------ Material provided
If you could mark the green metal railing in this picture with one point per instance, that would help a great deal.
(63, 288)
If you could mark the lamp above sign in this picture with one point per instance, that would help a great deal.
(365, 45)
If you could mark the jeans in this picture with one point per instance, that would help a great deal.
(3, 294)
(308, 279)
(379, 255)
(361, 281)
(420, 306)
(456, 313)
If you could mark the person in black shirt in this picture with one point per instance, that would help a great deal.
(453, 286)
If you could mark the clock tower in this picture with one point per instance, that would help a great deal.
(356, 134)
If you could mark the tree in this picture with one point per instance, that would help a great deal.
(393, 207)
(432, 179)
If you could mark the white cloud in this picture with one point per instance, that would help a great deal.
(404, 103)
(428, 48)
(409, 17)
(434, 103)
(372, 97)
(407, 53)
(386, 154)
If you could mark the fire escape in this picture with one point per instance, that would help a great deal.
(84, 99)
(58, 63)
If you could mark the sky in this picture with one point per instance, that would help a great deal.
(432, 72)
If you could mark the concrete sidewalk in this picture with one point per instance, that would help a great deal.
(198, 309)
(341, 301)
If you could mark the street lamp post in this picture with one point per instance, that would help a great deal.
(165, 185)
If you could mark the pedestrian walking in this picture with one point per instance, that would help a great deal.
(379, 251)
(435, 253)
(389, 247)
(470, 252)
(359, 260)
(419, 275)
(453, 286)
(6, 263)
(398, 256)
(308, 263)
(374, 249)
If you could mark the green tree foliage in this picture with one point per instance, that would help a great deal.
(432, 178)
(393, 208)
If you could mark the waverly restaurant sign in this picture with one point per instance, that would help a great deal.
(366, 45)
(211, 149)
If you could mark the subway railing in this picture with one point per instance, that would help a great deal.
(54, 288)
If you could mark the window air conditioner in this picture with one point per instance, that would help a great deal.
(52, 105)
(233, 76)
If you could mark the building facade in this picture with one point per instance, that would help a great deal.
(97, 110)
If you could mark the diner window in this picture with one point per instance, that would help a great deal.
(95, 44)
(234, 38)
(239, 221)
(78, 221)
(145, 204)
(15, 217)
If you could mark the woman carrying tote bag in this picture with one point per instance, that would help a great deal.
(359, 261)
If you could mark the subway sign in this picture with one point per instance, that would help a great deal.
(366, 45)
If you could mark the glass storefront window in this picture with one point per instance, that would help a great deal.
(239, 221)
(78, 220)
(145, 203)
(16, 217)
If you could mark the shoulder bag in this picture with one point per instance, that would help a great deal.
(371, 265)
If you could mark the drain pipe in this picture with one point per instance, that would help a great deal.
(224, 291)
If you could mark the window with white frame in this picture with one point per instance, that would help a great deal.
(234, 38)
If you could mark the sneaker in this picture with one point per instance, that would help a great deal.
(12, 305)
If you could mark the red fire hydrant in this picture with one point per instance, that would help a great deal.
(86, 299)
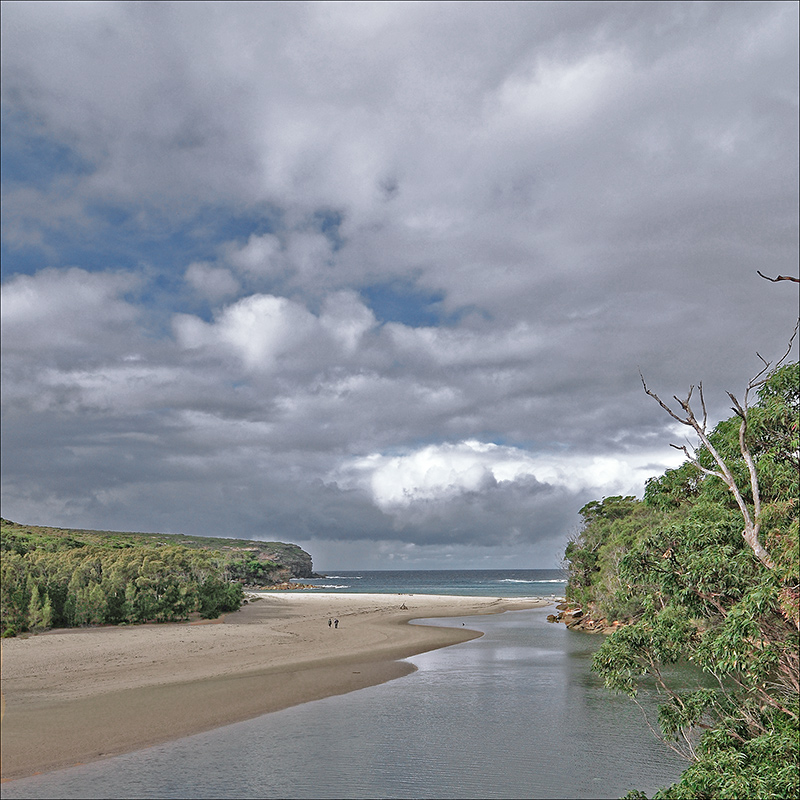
------------
All entries above, minus the pictures, should be repeated exactly.

> Result of the exercise:
If you could mark the green metal railing in this picture with one point per instance, that would help a great deal.
(63, 288)
If you could mark the lamp above sign in this picture with one point per instance, that would help a great deal.
(365, 45)
If you could mark the jeans in this picture with one point per instance, that would help a great deal.
(3, 294)
(308, 279)
(379, 255)
(361, 281)
(420, 306)
(456, 313)
If you could mark the person in black shirt in this picture with one point per instance, that would help a great deal.
(453, 286)
If you could mark the clock tower in this picture with one point per instance, that would help a great deal.
(356, 134)
If you could mark the tree in this picture with one point per instance, that would help a great deal.
(393, 207)
(432, 179)
If you could mark the white cloud in this picture with one point per instance, that would help a great deal.
(404, 103)
(428, 48)
(409, 17)
(434, 103)
(372, 97)
(407, 53)
(386, 154)
If you could mark the fire escape in this picture with one point per instance, that would help a great deal.
(84, 99)
(58, 63)
If you could mark the sky in this picture with one point per instance, that would help a great deal.
(432, 72)
If you could mark the concrete sidewalk in this picture with one point per instance, that would help a great deal.
(198, 309)
(341, 301)
If you could mark the street lamp post in this picture with one point per instance, that would help a great deal.
(165, 185)
If you could mark the pedestrian walking in this picture with one point per instance, that would help a great deal.
(379, 251)
(435, 253)
(389, 247)
(470, 252)
(359, 260)
(419, 275)
(453, 286)
(6, 263)
(398, 256)
(308, 263)
(374, 249)
If you could mark the green tree foliage in this picture with one point per instance, that would help a great deal.
(432, 178)
(393, 208)
If you could mark the waverly restaurant sign in this picture with one point per instance, that would help a great deal.
(366, 45)
(211, 149)
If you could mark the subway railing in this picture with one point per instance, that would help a great deal.
(54, 288)
If you could mark the window air conditioner in this picture with one point per instance, that would help a great deal.
(52, 105)
(233, 76)
If you could mark the building facade in this picture with one point per instance, that would help a great deal.
(97, 110)
If you could mark the diner window in this picture with one point per instance, that would help a great deal.
(95, 44)
(234, 38)
(239, 221)
(78, 221)
(145, 204)
(15, 217)
If you could mark the woman carrying tote bag in this picture with one point per instance, that would help a great deal.
(359, 261)
If you could mark the subway sign in this picture with one point per instance, that would help a great deal.
(366, 45)
If you could mark the glass storefront window in this picture with one point per instance, that would help a great deal.
(239, 221)
(78, 220)
(145, 203)
(16, 217)
If you could mark the shoulder bag in this picture with one point per instance, that would help a great deal.
(371, 265)
If you could mark the drain pipe in this picture with one point per instance, that would help a great deal.
(224, 291)
If you could mark the window with white frame in this picture with one point per instance, that would help a great deal.
(234, 38)
If you could mark the sneaker in this picture with one point per instance, that would help a great deal.
(12, 305)
If you could mark the red fire hydrant in this picture with one point per instance, that would help a great deal.
(86, 299)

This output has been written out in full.